**EXTRACT**:
Optimize RoboCaller::AddReceiver() for code size
Essentially, instead of having the inlined UntypedFunction::Create(f)
return an UntypedFunction which is then passed as an argument to
non-inlined RoboCallerReceivers::AddReceiverImpl(), we let
UntypedFunction::PrepareArgs(f) return a few different kinds of
trivial structs (depending on what sort of type f has) which are
passed as arguments to non-inlined RoboCallerReceivers::AddReceiver()
(which then converts them to UntypedFunction by calling
UntypedFunction::Create()). These structs are smaller than
UntypedFunction and optimized for argument passing, so many fewer
instructions are needed.
Example code:
struct Foo {
void Receive(int, float, int, float);
void TestAddLambdaReceiver();
webrtc::RoboCaller<int, float, int, float> rc;
};
void Foo::TestAddLambdaReceiver() {
rc.AddReceiver([this](int a, float b, int c, float d){
Receive(a, b, c, d);});
}
On arm32, we get before this CL:
Foo::TestAddLambdaReceiver():
push {r11, lr}
mov r11, sp
sub sp, sp, #24
ldr r1, .LCPI0_0
mov r2, #0
stm sp, {r0, r2}
add r1, pc, r1
str r2, [sp, #20]
str r1, [sp, #16]
mov r1, sp
bl RoboCallerReceivers::AddReceiverImpl
mov sp, r11
pop {r11, pc}
.LCPI0_0:
.long CallInlineStorage<Foo::TestAddLambdaReceiver()::$_0>
CallInlineStorage<Foo::TestAddLambdaReceiver()::$_0>:
ldr r0, [r0]
b Foo::Receive(int, float, int, float)

**COLLECTED DATA**:
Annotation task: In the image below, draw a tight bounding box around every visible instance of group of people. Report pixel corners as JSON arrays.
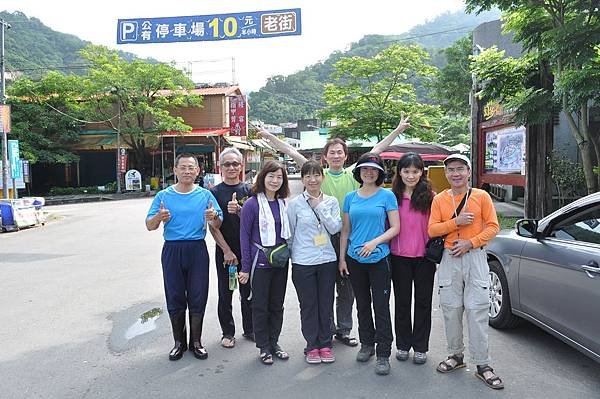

**WRITTEN INSTRUCTION 1**: In the RoboCaller commit message, what makes the structs returned by UntypedFunction::PrepareArgs(f) need many fewer instructions than an UntypedFunction?
**WRITTEN INSTRUCTION 2**: Continue the RoboCaller commit message from its final line.

**TASK OUTPUT 1**: They are smaller than UntypedFunction and optimized for argument passing.

**TASK OUTPUT 2**:
After this CL:
Foo::TestAddLambdaReceiver():
ldr r3, .LCPI0_0
mov r2, r0
add r3, pc, r3
b RoboCallerReceivers::AddReceiver<1u>
.LCPI0_0:
.long CallInlineStorage<Foo::TestAddLambdaReceiver()::$_0>
CallInlineStorage<Foo::TestAddLambdaReceiver()::$_0>:
ldr r0, [r0]
b Foo::Receive(int, float, int, float)
(Symbol names abbreviated so that they'll fit on one line.)
So a reduction from 64 to 28 bytes. The improvements on arm64 and
x86_64 are similar.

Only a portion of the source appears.